* _TO BE DONE_: Format the lines below as a numbered list, leaving out any blank ones.

A few records
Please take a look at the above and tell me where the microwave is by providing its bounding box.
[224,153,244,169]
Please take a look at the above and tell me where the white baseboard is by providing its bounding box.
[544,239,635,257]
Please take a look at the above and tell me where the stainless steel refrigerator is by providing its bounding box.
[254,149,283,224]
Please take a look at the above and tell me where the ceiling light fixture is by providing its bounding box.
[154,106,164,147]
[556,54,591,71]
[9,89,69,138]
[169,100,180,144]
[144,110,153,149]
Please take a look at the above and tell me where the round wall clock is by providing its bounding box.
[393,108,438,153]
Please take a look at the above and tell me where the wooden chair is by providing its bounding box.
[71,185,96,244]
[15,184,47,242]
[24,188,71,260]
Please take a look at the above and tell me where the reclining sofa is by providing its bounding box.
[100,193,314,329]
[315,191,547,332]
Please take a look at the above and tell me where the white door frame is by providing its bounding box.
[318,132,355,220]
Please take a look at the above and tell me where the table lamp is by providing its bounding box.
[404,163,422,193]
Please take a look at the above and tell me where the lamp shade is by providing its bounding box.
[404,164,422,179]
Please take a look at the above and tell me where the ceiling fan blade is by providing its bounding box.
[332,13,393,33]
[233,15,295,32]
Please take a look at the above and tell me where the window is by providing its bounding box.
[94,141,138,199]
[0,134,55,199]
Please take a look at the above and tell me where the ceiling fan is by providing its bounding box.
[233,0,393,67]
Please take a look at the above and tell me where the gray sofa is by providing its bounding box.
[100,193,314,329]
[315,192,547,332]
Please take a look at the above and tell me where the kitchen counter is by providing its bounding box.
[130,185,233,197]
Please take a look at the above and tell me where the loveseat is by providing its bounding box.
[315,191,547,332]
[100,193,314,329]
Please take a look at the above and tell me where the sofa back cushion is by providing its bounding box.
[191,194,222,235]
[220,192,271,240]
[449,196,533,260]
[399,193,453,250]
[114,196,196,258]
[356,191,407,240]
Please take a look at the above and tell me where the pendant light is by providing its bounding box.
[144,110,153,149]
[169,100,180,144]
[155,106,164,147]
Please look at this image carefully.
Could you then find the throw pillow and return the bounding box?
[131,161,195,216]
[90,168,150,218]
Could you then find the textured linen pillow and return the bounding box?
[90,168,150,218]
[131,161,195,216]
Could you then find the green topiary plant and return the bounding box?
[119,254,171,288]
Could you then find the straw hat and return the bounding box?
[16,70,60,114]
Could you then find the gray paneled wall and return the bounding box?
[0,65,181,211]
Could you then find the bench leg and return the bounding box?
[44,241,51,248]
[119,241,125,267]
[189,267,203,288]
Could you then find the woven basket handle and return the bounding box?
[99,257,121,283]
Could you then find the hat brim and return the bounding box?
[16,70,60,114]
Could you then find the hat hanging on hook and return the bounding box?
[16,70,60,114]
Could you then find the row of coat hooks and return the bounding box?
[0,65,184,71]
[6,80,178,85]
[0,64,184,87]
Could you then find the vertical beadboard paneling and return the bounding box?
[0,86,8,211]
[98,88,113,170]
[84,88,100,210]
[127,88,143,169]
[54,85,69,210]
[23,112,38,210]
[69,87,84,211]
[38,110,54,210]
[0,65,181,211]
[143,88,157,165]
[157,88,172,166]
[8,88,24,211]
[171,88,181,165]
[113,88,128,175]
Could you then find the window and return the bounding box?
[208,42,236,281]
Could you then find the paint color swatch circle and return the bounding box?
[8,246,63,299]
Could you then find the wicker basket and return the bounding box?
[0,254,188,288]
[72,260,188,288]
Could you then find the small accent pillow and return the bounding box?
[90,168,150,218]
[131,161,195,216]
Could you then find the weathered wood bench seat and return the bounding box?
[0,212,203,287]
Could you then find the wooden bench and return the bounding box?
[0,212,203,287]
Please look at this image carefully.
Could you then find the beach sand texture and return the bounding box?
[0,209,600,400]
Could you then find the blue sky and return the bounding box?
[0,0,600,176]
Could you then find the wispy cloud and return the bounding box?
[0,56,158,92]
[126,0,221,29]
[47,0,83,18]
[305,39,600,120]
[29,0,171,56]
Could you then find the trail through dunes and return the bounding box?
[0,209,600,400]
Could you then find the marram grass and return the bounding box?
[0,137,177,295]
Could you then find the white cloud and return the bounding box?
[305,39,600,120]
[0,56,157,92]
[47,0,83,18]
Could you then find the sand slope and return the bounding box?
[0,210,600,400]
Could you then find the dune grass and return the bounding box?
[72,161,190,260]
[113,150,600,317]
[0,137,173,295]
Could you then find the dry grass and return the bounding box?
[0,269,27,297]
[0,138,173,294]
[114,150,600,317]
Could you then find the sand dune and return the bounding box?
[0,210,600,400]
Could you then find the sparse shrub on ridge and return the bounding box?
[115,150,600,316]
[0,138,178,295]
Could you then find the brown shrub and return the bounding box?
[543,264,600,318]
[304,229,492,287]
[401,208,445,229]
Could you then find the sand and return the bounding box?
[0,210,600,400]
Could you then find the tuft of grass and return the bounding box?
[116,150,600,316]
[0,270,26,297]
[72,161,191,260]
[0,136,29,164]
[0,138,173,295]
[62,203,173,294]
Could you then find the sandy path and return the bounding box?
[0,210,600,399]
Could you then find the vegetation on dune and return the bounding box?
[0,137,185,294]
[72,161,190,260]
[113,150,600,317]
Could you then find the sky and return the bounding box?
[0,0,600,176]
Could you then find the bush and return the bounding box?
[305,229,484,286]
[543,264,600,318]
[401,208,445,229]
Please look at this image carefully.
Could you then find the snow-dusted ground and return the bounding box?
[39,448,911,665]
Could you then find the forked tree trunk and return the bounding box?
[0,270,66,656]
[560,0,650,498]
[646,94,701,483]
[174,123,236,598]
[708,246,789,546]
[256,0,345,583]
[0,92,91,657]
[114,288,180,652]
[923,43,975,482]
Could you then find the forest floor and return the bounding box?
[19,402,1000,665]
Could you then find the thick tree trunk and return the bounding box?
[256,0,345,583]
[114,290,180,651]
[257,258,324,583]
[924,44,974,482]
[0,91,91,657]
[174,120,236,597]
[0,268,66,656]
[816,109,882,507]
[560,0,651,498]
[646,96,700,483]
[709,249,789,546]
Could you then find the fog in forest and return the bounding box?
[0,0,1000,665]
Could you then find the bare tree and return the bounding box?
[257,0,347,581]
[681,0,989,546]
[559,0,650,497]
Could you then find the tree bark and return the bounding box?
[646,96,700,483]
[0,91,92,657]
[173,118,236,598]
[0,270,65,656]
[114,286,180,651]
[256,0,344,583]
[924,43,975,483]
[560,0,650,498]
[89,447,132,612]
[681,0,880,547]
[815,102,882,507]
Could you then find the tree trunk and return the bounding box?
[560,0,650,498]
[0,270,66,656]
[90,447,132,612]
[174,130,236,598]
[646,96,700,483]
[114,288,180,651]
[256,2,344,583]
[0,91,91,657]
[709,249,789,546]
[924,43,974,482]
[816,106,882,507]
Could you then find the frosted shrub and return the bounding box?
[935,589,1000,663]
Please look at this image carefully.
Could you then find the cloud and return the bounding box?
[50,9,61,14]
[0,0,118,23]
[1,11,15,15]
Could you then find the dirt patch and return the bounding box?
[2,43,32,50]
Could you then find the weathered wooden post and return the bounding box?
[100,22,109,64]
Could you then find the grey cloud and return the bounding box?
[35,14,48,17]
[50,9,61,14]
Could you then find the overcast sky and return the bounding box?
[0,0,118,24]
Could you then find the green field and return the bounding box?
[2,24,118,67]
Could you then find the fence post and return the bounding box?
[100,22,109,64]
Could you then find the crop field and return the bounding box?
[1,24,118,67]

* _ANSWER FOR THE TASK_:
1. Please take a look at the above and tell me where the microwave is by providing its bounding box.
2. [224,153,244,169]
3. Please take a look at the above and tell me where the white baseboard is by providing its bounding box.
4. [544,239,635,257]
5. Please take a look at the above and tell me where the stainless steel refrigerator is by providing its bounding box.
6. [254,149,283,224]
7. Please take a look at the above and tell me where the ceiling light fixture is by providing its bounding box.
8. [154,106,164,147]
9. [556,54,591,71]
10. [9,89,69,138]
11. [169,100,180,144]
12. [144,110,153,149]
13. Please take a look at the above and tell me where the round wall clock is by providing its bounding box.
14. [393,108,438,153]
15. Please take a look at the above and tell me where the wooden chair is by providing its bounding box.
16. [71,185,96,244]
17. [15,184,47,242]
18. [24,188,71,260]
19. Please take a look at the above and tell me where the reclining sofa is by providing its bounding box.
20. [100,193,314,329]
21. [315,191,547,332]
22. Please take a look at the above and tell me where the white door frame is by providing its bounding box.
23. [318,132,355,220]
24. Please take a look at the above and tell me where the table lamp is by providing its bounding box.
25. [404,163,422,193]
26. Please take a look at the above and tell me where the lamp shade is by providing its bounding box.
27. [404,164,422,179]
28. Please take a look at the above and tell me where the ceiling fan blade is by providing its bounding box.
29. [332,13,393,33]
30. [233,15,295,32]
31. Please take a look at the above and tell me where the window is by providing its bounding box.
32. [94,141,138,199]
33. [0,134,55,199]
34. Please take a look at the above and tell me where the ceiling fan is by providing its bounding box.
35. [233,0,393,67]
36. Please take a look at the above and tell me where the gray sofa is by providing its bounding box.
37. [100,193,314,329]
38. [315,192,547,332]
39. Please take a look at the above and tell me where the kitchen counter is by providing its bounding box.
40. [130,185,233,197]
41. Please take a look at the above and tell me where the loveseat is by providing its bounding box.
42. [315,191,547,332]
43. [100,193,314,329]
44. Please take a look at the above and tell me where the sofa back cushion is by providing its bounding box.
45. [191,194,222,235]
46. [220,192,271,240]
47. [449,196,533,260]
48. [399,193,453,250]
49. [114,196,196,258]
50. [356,191,407,240]
51. Please take a look at the above and tell me where the pendant light is by providing its bounding box.
52. [144,110,153,149]
53. [169,100,180,144]
54. [155,106,164,147]
55. Please look at this image carefully.
56. Could you then find the throw pillow and return the bounding box?
57. [131,161,195,216]
58. [90,168,150,218]
59. Could you then find the textured linen pillow and return the bounding box?
60. [90,168,150,218]
61. [131,161,195,216]
62. Could you then find the green topiary plant and return the bounding box?
63. [119,254,171,288]
64. Could you then find the straw hat and return the bounding box?
65. [16,70,60,114]
66. Could you then find the gray paneled wall and return the bounding box?
67. [0,65,181,211]
68. Could you then find the bench leg and return the bounding box?
69. [44,241,51,248]
70. [119,241,125,267]
71. [189,267,203,288]
72. Could you then find the woven basket handle and return the bounding box?
73. [99,257,121,283]
74. Could you then find the hat brim and return the bounding box?
75. [16,70,60,114]
76. Could you then find the hat hanging on hook and return the bounding box?
77. [16,70,60,114]
78. Could you then find the row of coat hooks and return the bounding box?
79. [0,65,184,71]
80. [6,80,178,85]
81. [0,64,184,87]
82. Could you then find the vertical beadboard paneling and return the bounding box?
83. [0,86,8,211]
84. [98,88,113,170]
85. [84,88,100,210]
86. [127,88,143,169]
87. [54,85,69,210]
88. [23,112,38,210]
89. [69,87,84,211]
90. [38,110,54,210]
91. [0,65,181,211]
92. [143,88,157,165]
93. [157,88,172,166]
94. [8,88,24,211]
95. [171,88,181,165]
96. [113,88,128,175]
97. Could you then find the window and return the bounding box?
98. [208,42,236,281]
99. Could you then find the paint color swatch circle and return the bounding box?
100. [8,246,63,299]
101. Could you then find the wicker basket and return the bounding box?
102. [0,254,188,288]
103. [72,260,188,288]
104. Could you then find the small accent pillow and return the bounding box?
105. [90,168,150,218]
106. [131,161,195,216]
107. Could you then find the weathered wood bench seat and return the bounding box?
108. [0,212,203,287]
109. Could you then find the wooden bench and return the bounding box?
110. [0,212,203,287]
111. Please look at this image carefully.
112. Could you then find the beach sand texture and return the bounding box?
113. [0,209,600,400]
114. Could you then find the blue sky and return the bounding box?
115. [0,0,600,176]
116. Could you then find the wispy cloud and return the bounding box?
117. [0,56,158,92]
118. [126,0,221,29]
119. [47,0,83,18]
120. [305,39,600,120]
121. [29,0,171,56]
122. Could you then find the trail through dunes and return the bounding box?
123. [0,209,600,400]
124. Could you then find the marram grass and return the bounding box?
125. [0,137,177,295]
126. Could you then find the white cloud and return the bounding box?
127. [305,39,600,120]
128. [0,56,157,92]
129. [47,0,83,18]
130. Could you then find the sand slope and return the bounding box?
131. [0,210,600,400]
132. Could you then find the dune grass and return the bounding box?
133. [72,161,190,260]
134. [113,150,600,317]
135. [0,137,173,295]
136. Could you then find the dry grass and return the bounding box?
137. [0,269,27,297]
138. [0,138,173,294]
139. [114,150,600,317]
140. Could you then find the sand dune and return the bounding box?
141. [0,210,600,400]
142. Could you then find the sparse shrub on ridge and return the bounding box?
143. [115,150,600,316]
144. [0,138,178,295]
145. Could you then find the brown shrub and return the bounding box?
146. [543,264,600,318]
147. [304,229,492,287]
148. [401,208,445,229]
149. Could you then find the sand and return the bounding box?
150. [0,210,600,400]
151. Could you then find the tuft of grass and return the bounding box?
152. [116,150,600,316]
153. [0,270,26,297]
154. [72,161,191,260]
155. [0,136,29,164]
156. [0,138,173,295]
157. [62,203,173,294]
158. Could you then find the sandy path and return the bounding box?
159. [0,210,600,399]
160. Could you then find the vegetation on dune and return the bounding box?
161. [0,137,185,294]
162. [72,161,190,260]
163. [113,150,600,317]
164. Could you then find the sky and return the bounding box?
165. [0,0,600,176]
166. Could you then find the bush and return the bounding box?
167. [305,229,484,286]
168. [543,264,600,318]
169. [401,208,445,229]
170. Please look at this image carefully.
171. Could you then find the snow-dusted ground and return the bounding box?
172. [39,448,911,665]
173. Could you then find the forked tree trunk and return the bounding box?
174. [0,270,66,656]
175. [560,0,650,498]
176. [646,94,701,483]
177. [174,123,236,598]
178. [708,246,789,546]
179. [256,0,345,583]
180. [0,92,91,657]
181. [114,288,180,652]
182. [923,43,975,482]
183. Could you then find the forest floor and return the bounding box?
184. [19,402,1000,665]
185. Could you then find the thick tree trunk and return the bounding box?
186. [256,0,345,583]
187. [114,290,180,651]
188. [257,258,324,583]
189. [924,44,974,482]
190. [0,91,91,657]
191. [174,120,236,597]
192. [0,268,66,656]
193. [816,109,882,507]
194. [560,0,651,498]
195. [646,96,700,483]
196. [709,249,789,546]
197. Could you then find the fog in forest and return the bounding box?
198. [0,0,1000,665]
199. Could you then find the bare tree and return the bounding box?
200. [257,0,347,581]
201. [681,0,989,546]
202. [559,0,650,497]
203. Could you then find the tree bark and return the bounding box?
204. [646,96,700,483]
205. [0,91,92,657]
206. [173,118,236,598]
207. [0,270,65,656]
208. [114,286,180,651]
209. [256,0,344,583]
210. [924,43,975,483]
211. [560,0,650,498]
212. [89,447,132,612]
213. [681,0,880,547]
214. [815,102,882,507]
215. Could you then find the tree trunk and return the bounding box?
216. [560,0,650,498]
217. [0,270,66,656]
218. [90,447,132,612]
219. [174,130,236,598]
220. [646,96,700,483]
221. [114,288,180,651]
222. [256,2,344,583]
223. [0,91,91,657]
224. [709,249,789,546]
225. [924,43,974,482]
226. [816,106,882,507]
227. Could you then find the frosted shrub and return the bounding box?
228. [935,589,1000,663]
229. Please look at this image carefully.
230. Could you then find the cloud and return the bounding box?
231. [50,9,61,14]
232. [0,0,118,23]
233. [1,11,15,15]
234. Could you then find the dirt patch and return the bounding box?
235. [2,43,32,50]
236. Could you then find the weathered wooden post and return the bounding box?
237. [100,22,109,64]
238. Could you then find the grey cloud and return the bounding box?
239. [35,14,48,17]
240. [50,9,61,14]
241. Could you then find the overcast sky and return the bounding box?
242. [0,0,118,24]
243. Could you then find the green field and return the bounding box?
244. [2,24,118,67]
245. Could you then find the fence post and return the bounding box?
246. [100,22,109,64]
247. Could you then find the crop field and return the bounding box?
248. [1,24,118,67]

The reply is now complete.